RECORD EXCERPTS>
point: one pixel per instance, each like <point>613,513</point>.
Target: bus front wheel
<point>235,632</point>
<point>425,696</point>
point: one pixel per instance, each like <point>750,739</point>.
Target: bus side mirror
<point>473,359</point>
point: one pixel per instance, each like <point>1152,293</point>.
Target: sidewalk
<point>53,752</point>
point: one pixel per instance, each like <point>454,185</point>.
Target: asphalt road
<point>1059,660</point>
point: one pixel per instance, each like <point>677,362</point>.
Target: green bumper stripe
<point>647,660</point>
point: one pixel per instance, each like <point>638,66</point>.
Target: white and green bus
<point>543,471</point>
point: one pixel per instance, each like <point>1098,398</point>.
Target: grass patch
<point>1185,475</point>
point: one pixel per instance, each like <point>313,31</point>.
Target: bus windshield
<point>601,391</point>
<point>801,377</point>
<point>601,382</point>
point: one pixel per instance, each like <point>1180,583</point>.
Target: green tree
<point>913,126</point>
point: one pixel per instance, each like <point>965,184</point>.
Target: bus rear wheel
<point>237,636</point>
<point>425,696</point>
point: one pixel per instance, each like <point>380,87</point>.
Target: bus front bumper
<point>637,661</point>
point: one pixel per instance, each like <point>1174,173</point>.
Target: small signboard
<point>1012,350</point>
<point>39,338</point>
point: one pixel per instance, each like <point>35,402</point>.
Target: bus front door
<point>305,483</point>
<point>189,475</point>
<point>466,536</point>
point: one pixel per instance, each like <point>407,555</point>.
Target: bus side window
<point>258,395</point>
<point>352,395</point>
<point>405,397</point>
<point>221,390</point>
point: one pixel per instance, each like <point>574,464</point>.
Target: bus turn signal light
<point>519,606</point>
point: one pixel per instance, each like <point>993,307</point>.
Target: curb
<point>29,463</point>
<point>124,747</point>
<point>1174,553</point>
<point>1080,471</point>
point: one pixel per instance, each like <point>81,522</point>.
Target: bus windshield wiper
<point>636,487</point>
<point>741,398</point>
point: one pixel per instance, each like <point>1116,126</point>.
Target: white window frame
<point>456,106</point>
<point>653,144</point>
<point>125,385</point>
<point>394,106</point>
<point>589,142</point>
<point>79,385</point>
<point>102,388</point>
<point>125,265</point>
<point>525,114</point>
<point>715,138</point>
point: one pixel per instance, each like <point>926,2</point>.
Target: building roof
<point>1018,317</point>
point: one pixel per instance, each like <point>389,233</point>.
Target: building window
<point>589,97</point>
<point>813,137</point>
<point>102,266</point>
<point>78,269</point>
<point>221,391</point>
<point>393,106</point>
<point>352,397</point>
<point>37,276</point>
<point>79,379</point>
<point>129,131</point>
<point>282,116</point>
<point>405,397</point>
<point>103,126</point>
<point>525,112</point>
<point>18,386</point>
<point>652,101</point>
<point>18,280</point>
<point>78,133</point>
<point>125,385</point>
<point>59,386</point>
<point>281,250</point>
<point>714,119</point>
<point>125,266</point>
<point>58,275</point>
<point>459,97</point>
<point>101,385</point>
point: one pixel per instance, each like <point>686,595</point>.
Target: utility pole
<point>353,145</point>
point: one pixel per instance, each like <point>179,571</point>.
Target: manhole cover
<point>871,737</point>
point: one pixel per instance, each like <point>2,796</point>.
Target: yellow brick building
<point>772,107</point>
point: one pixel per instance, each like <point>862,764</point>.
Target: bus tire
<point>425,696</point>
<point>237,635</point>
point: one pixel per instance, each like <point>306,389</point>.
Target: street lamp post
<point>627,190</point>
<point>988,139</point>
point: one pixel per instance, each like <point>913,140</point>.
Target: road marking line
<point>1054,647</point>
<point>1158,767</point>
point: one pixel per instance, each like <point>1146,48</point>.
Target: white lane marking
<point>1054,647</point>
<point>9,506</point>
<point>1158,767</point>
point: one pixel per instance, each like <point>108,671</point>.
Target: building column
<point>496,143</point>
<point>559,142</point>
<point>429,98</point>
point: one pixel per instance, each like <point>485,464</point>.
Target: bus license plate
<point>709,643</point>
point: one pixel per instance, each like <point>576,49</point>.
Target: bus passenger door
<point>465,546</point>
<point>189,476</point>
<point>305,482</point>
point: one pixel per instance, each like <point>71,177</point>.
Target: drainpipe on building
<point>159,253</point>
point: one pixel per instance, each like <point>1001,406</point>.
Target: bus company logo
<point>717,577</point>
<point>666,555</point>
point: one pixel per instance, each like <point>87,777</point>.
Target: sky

TASK INSTRUCTIONS>
Write the records above out again precisely.

ANSWER AREA>
point: one pixel per instance, each like <point>613,513</point>.
Target: bus front wheel
<point>235,632</point>
<point>425,696</point>
point: one pixel per instance, each like <point>750,739</point>.
Target: bus side mirror
<point>473,359</point>
point: one pixel per instance, each like <point>1152,293</point>.
Target: sidewalk
<point>53,752</point>
point: one pixel per instance, each like <point>454,185</point>.
Target: asphalt road
<point>1059,660</point>
point: one pixel per instance, each like <point>677,362</point>.
Target: green bumper stripe
<point>647,660</point>
point: one pixel per instance, each like <point>638,66</point>.
Target: white and green bus
<point>543,471</point>
point: one pixel per instance, each like <point>1098,398</point>.
Target: grass patch
<point>1185,475</point>
point: one pixel per instance, each like <point>313,31</point>.
Target: bus windshield
<point>601,391</point>
<point>801,377</point>
<point>601,382</point>
point: one pixel per instance, each like <point>1180,583</point>.
Target: green tree
<point>913,126</point>
point: one pixel per instance, each like <point>965,184</point>.
Target: bus rear wheel
<point>237,636</point>
<point>425,696</point>
point: one pixel per instance, each like <point>380,87</point>.
Target: bus front bumper
<point>637,661</point>
point: one pixel per instance, each like <point>1174,173</point>.
Target: small signboard
<point>1012,350</point>
<point>39,338</point>
point: one pixel per instance, each like <point>35,402</point>.
Target: bus front door
<point>305,483</point>
<point>189,475</point>
<point>466,536</point>
point: one pixel per instance, each like <point>407,555</point>.
Target: bus side window
<point>258,395</point>
<point>352,395</point>
<point>405,397</point>
<point>221,390</point>
point: one pixel per instance, each like <point>574,464</point>.
Target: bus turn signal light
<point>519,606</point>
point: one pixel per instance, each like <point>993,307</point>.
Target: curb
<point>29,463</point>
<point>124,747</point>
<point>1174,553</point>
<point>1080,471</point>
point: one pixel per instance, each like <point>81,522</point>.
Target: bus windshield wiper
<point>636,487</point>
<point>741,398</point>
point: one pixel per instance, each like <point>1116,126</point>.
Target: white window frame
<point>456,106</point>
<point>653,144</point>
<point>125,385</point>
<point>394,106</point>
<point>589,142</point>
<point>79,385</point>
<point>102,388</point>
<point>125,265</point>
<point>525,114</point>
<point>715,138</point>
point: one pixel per instance, each like <point>926,2</point>.
Target: building roof
<point>1018,317</point>
point: one pixel per instance, each like <point>389,233</point>.
Target: building window
<point>589,97</point>
<point>813,137</point>
<point>102,266</point>
<point>78,269</point>
<point>221,391</point>
<point>393,106</point>
<point>352,397</point>
<point>37,276</point>
<point>79,379</point>
<point>129,131</point>
<point>282,116</point>
<point>405,397</point>
<point>103,126</point>
<point>525,112</point>
<point>18,386</point>
<point>652,101</point>
<point>18,280</point>
<point>78,133</point>
<point>125,385</point>
<point>59,386</point>
<point>281,250</point>
<point>714,119</point>
<point>125,266</point>
<point>58,275</point>
<point>459,97</point>
<point>101,385</point>
point: one pixel per instance, each like <point>686,595</point>.
Target: utility pole
<point>353,145</point>
point: one pixel per instance, each like <point>179,571</point>.
Target: manhole cover
<point>871,737</point>
point: one pixel per instance, each like <point>2,796</point>.
Target: yellow brick building
<point>772,107</point>
point: one pixel per instance, each like <point>862,764</point>.
Target: bus tire
<point>425,696</point>
<point>237,635</point>
point: one pixel per instance, each like <point>306,389</point>.
Target: street lamp post
<point>627,190</point>
<point>988,139</point>
point: one pixel per instance, each like <point>913,140</point>.
Target: road marking line
<point>1054,647</point>
<point>1158,767</point>
point: one pixel per instance, each like <point>1146,48</point>.
Target: white lane marking
<point>1054,647</point>
<point>9,506</point>
<point>1158,767</point>
point: one pixel per instance, each like <point>108,671</point>.
Target: building column
<point>496,143</point>
<point>559,142</point>
<point>429,98</point>
point: one pixel per instance, each like <point>485,464</point>.
Target: bus license plate
<point>709,643</point>
point: one pixel per instance, each like <point>576,49</point>.
Target: bus passenger door
<point>465,546</point>
<point>189,476</point>
<point>305,482</point>
point: one pixel per instance, each like <point>71,177</point>.
Target: drainpipe on building
<point>159,253</point>
point: one pixel per instance, each like <point>1001,406</point>.
Target: bus company logo
<point>717,577</point>
<point>666,555</point>
point: one pixel per instance, each like <point>87,777</point>.
Target: sky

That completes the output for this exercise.